Complete the following
[1] Translate this sentence from the article on Roche's raised 2017 outlook into Spanish: "Despite this, Roche is feeling confident enough to raise its expectations for the full year."
[2] In the article on Roche's raised 2017 outlook, turn the paragraph starting "Tecentriq's great start may also be hit" into a short bulleted list that keeps its main facts.
[3] According to the article on Roche's raised 2017 outlook, what were sales in Roche's diagnostics division, and by what percentage did they increase?

Text excerpt
Roche raises outlook for 2017 following strong launches

The launch of three new products with blockbuster potential helped increase Roche’s revenues 5% in the second quarter, and has led the company to raise its full-year forecast.

Immunotherapy Tecentriq, first-in-class multiple sclerosis drug Ocrevus and targeted lung cancer drug Alecensa are all still in their first 12 months on the market, but earned a combined total of 500 million Swiss francs ($523m) in Q2, which represents half of the pharma division’s growth for the period.

This is just the kind of news Roche and its chief executive Severin Schwan were hoping for, as its older oncology blockbusters Herceptin, Avastin and MabThera/Rituxan are all facing competition from biosimilars.

Also adding to the good news was the growth of next-generation breast cancer drug Perjeta, which posted a 17% increase in sales to 1.06 billion Swiss Francs ($1.1bn) for the period. However this rapid rise may not continue: results from the APHINITY trial last month showed that adding Perjeta to Herceptin produced just a 1% improvement over Herceptin alone in stopping breast cancer returning.

Tecentriq’s great start may also be hit in the coming months. The PD-L1 immunotherapy achieved sales of CHF 237 million in the three-month period, driven mainly by uptake in the US in metastatic bladder cancer and in metastatic non-small cell lung cancer (NSCLC). However a recent disappointing phase 3 result in bladder cancer, where no overall survival benefit over standard therapy was demonstrated, could also hit sales.

Despite this, Roche is feeling confident enough to raise its expectations for the full year.

The group’s performance was also boosted by the diagnostics division, which saw sales increase 5% to 5.8 billion Swiss Francs, led by an 8% increase from the Centralised and Point of Care Solutions division and its immunodiagnostics business.

CEO Severin Schwann

CEO Severin Schwan

Schwan said: “In the first half of the year, both our Pharmaceuticals and Diagnostics Divisions showed strong performance, very much driven by new product launches. Particularly pleasing is the very successful launch of Ocrevus for the treatment of two forms of multiple sclerosis. Based on our half-year performance, we raised the outlook for the full-year to mid-single digit sales growth.”

The company also received some promising results from its late stage haemophilia treatment during the period.

Early data from a phase 3 and phase 2 trial of its once-weekly subcutaneous emicizumab for haemophilia A showed the drug to be very effective in preventing bleeds in patients compared to existing treatments. Analysts think the drug could take a lead position in the market, and forecast peak annual sales of up to $5 billion.

Material provided
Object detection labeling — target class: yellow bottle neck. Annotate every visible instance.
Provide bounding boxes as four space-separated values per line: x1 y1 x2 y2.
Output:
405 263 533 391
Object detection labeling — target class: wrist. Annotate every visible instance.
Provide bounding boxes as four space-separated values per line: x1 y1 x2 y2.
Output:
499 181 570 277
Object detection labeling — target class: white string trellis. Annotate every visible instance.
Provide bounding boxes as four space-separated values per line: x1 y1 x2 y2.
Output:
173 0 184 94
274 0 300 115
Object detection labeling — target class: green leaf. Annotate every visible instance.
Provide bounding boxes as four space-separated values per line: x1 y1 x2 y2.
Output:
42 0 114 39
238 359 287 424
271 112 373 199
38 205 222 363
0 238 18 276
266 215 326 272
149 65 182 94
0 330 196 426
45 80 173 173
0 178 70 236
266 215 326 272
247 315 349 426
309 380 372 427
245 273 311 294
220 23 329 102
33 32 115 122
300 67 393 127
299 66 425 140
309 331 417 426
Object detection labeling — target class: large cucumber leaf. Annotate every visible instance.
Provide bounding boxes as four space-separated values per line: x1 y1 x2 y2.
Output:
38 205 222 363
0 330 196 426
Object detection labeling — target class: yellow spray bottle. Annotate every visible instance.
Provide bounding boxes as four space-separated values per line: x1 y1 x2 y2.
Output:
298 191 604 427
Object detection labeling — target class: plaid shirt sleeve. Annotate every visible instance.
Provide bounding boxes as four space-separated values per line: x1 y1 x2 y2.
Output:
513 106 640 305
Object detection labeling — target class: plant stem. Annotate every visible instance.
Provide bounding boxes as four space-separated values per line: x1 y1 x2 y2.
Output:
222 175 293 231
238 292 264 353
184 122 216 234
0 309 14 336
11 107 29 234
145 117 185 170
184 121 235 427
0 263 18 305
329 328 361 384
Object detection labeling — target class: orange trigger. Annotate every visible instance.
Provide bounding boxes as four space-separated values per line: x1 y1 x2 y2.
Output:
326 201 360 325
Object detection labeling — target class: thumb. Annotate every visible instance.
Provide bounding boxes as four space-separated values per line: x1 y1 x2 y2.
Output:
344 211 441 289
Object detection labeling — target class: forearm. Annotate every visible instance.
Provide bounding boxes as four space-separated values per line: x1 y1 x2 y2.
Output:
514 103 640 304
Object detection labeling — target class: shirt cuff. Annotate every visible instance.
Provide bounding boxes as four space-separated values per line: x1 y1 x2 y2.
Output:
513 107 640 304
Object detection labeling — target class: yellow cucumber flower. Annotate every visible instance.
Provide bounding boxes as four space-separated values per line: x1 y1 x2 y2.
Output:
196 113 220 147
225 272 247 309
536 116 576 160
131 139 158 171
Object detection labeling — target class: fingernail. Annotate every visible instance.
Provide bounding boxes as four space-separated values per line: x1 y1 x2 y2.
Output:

Written responses
[1] A pesar de esto, Roche se siente lo suficientemente segura como para elevar sus expectativas para todo el año.

[2]
- Tecentriq, a PD-L1 immunotherapy, may see its strong start slowed in the coming months.
- It reached sales of CHF 237 million in the three-month period.
- Sales were driven mainly by US uptake in metastatic bladder cancer and metastatic non-small cell lung cancer (NSCLC).
- A recent phase 3 bladder cancer result showed no overall survival benefit over standard therapy, which could hurt sales.

[3] Sales rose 5% to 5.8 billion Swiss francs.